[Dataset records]

╭──

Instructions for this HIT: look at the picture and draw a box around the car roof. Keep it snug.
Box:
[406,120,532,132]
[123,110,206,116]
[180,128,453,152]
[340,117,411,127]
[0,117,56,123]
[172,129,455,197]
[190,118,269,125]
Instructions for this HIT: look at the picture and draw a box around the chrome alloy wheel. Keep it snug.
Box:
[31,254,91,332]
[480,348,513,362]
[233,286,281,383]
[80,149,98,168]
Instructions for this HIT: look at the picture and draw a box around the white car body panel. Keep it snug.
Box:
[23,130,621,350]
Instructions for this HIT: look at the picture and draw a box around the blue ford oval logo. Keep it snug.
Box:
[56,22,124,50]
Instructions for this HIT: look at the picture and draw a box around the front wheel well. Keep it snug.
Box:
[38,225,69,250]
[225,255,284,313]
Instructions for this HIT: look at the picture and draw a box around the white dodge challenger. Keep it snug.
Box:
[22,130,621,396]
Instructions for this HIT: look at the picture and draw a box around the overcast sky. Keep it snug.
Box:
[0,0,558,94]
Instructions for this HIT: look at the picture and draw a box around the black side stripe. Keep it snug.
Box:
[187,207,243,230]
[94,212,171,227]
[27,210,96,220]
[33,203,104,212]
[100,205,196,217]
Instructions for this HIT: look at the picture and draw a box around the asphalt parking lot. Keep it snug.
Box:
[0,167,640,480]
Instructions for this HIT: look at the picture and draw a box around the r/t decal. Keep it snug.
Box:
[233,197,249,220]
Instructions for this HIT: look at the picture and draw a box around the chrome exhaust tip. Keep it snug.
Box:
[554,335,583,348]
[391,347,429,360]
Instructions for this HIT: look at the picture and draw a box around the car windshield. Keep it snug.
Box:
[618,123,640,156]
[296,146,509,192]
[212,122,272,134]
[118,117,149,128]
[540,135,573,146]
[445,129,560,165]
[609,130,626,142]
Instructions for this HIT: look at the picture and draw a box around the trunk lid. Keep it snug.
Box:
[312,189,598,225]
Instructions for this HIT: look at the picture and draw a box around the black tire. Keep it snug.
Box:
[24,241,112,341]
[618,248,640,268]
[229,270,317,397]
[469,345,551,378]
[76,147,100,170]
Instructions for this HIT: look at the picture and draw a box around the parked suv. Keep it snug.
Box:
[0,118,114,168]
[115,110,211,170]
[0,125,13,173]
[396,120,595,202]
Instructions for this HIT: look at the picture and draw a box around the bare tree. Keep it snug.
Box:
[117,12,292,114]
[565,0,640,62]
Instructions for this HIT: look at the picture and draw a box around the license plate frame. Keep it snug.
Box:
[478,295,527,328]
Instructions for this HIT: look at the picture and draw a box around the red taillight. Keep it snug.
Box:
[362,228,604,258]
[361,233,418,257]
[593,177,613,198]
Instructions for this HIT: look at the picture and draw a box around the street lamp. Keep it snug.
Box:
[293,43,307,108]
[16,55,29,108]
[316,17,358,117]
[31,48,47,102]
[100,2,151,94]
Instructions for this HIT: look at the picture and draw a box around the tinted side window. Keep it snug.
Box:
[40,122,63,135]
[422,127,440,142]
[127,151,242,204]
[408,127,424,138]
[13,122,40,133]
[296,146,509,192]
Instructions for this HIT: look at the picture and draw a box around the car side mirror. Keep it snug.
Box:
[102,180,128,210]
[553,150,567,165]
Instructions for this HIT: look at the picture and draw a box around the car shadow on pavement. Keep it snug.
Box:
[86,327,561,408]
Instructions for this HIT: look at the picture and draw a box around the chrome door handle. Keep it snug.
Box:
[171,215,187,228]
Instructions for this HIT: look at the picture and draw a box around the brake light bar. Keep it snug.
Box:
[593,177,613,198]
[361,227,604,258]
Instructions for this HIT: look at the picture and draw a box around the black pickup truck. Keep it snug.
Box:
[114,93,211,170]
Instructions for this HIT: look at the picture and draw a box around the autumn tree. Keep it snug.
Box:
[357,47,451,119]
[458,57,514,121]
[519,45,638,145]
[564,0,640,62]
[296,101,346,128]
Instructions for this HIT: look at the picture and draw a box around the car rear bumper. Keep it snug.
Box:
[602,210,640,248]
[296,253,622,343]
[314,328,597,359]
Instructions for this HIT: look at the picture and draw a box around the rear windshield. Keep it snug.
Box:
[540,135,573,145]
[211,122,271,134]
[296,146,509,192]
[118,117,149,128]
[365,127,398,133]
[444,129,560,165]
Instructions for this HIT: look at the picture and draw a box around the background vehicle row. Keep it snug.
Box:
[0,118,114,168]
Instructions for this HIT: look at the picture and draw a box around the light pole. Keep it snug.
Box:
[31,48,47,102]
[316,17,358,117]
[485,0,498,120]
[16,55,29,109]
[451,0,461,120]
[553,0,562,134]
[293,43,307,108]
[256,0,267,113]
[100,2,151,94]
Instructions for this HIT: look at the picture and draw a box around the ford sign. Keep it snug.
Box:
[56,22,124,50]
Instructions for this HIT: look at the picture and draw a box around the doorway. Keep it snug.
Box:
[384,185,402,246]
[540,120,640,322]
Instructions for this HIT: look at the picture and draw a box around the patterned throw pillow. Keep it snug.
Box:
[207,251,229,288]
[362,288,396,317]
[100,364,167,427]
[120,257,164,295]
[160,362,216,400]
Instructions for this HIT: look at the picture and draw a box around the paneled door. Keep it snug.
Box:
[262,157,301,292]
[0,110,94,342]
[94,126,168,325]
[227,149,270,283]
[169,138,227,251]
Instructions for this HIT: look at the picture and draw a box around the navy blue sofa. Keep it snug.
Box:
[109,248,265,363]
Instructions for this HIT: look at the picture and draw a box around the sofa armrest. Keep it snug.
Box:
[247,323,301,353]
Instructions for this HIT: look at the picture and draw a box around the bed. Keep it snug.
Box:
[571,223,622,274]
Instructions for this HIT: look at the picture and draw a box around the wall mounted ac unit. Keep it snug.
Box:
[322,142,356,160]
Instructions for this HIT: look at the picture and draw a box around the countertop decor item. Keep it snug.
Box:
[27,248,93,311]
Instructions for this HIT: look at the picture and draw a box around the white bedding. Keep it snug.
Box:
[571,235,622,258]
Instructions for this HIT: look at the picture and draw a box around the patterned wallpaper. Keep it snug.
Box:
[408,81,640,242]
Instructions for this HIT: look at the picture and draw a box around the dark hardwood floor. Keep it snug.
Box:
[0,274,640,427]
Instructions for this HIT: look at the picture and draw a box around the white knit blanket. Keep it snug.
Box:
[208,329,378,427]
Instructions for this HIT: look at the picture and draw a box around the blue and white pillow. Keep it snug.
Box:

╰──

Stated goal
Reproduce the lines of the material between the line containing "throw pillow. Keep it snug." and the line containing "[322,142,356,160]", inclusive.

In response
Instructions for this HIT: look at the picture and draw a box around the patterned throw pillow. Keep it snug.
Box:
[207,251,229,288]
[362,288,396,317]
[100,364,167,427]
[120,257,164,295]
[160,362,216,400]
Instructions for this HIT: look at the picture and draw a box around the paneled door. Keep it snug.
Box:
[262,157,301,292]
[0,110,94,342]
[94,126,168,325]
[227,149,270,283]
[169,138,227,251]
Instructions for this HIT: look at the picture and draw a box around the navy blue sofa. Keep it snug.
Box:
[109,248,265,363]
Instructions for this HIT: look at the picture and draw a box around the sofa armrest. Keep it snug.
Box:
[247,323,301,353]
Instructions for this HIT: look at the picture and draw a box around the bed. Keep it snug.
Box:
[571,223,622,274]
Instructions for this HIT: look at the picture and draw a box around the wall mounted ac unit. Keep it snug.
Box:
[322,142,356,160]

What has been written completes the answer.